- [Given passage]
Now on VHS: exercise vids, cats in sweaters, crafting
This all started with a copy of “Inside and Outside Custodial Videos,” a training vid found in the breakroom of a McDonald’s in Wisconsin.
From there, Joe Pickett and Nick Prueher discovered a world of exercise videos, aggressive crafting and animals fashions among the VHS tapes at thrift stores and estate sales. “The Found Footage Festival” returns with a collection of greatest hits, commentary and updates on the subjects. This festival first played Duluth in 2012 and has also gained an international audience.
“Found Footage Festival: Cherished Gems” is at 7 p.m. Thursday, Nov. 7, at Zinema 2, 222 E. Superior St. Tickets: $11 at foundfootagefest.com.
Charlie Parr with “Charlie Parr”
Charlie Parr, who has just released his self-titled album, will play the Cedar Lounge every Wednesday in November — a record-release residency.
The story of the album: Parr, who broke his shoulder in multiple places more than a year ago, returned to music with solidified intentions. He’s not interested in careerism, he says on Facebook, he’s learned that he just wants to make music. “That’s what counts the most — Pure motives and loving intention,” he wrote. “Charlie Parr” the album is a collection that includes a new look to old songs.
Charlie Parr record release residency is at 8 p.m. Nov. 13, Nov. 20 and Nov. 27 at Cedar Lounge, 1715 N. Third St., Superior.
Church of Cash to walk the line
Church of Cash is a tribute to the "man in black" that bills itself as having a “loyalty to the message that Johnny left to us all.” The band is fronted by Minnesota artist Jay Kalk, who told the City Pages in 2015 that his repertoire is 140 songs deep. Among the songs on the band’s website: “Mean Eyed Cat,” “Tennessee Flattop Box,” “Walk The Line” and “Get Rhythm.”

- [Dataset records]
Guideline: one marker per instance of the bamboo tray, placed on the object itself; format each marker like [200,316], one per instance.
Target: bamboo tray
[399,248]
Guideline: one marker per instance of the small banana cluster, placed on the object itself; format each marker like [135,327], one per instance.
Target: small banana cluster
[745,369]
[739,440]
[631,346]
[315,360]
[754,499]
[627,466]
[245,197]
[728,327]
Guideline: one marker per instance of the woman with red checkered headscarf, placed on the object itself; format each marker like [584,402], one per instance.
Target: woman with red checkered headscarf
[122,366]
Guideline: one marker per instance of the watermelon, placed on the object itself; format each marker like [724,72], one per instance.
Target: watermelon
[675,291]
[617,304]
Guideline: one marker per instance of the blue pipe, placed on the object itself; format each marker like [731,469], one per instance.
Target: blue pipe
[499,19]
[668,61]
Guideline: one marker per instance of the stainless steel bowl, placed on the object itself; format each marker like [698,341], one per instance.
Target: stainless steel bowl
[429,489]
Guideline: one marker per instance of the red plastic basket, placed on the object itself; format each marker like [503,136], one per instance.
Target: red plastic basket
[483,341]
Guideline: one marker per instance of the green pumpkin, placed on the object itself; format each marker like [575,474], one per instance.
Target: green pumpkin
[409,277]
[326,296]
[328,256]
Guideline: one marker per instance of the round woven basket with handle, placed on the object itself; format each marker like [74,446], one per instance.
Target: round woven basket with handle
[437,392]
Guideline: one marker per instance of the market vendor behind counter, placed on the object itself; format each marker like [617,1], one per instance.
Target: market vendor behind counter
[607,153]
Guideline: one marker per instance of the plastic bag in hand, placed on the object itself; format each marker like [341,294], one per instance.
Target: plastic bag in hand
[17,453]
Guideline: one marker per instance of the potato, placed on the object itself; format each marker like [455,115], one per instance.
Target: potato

- [Goal]
Write out the part of the events roundup above that begins at the words "Now on VHS: exercise" and stops after "Tickets: $11 at foundfootagefest.com.".

- [Written reply]
Now on VHS: exercise vids, cats in sweaters, crafting
This all started with a copy of “Inside and Outside Custodial Videos,” a training vid found in the breakroom of a McDonald’s in Wisconsin.
From there, Joe Pickett and Nick Prueher discovered a world of exercise videos, aggressive crafting and animals fashions among the VHS tapes at thrift stores and estate sales. “The Found Footage Festival” returns with a collection of greatest hits, commentary and updates on the subjects. This festival first played Duluth in 2012 and has also gained an international audience.
“Found Footage Festival: Cherished Gems” is at 7 p.m. Thursday, Nov. 7, at Zinema 2, 222 E. Superior St. Tickets: $11 at foundfootagefest.com.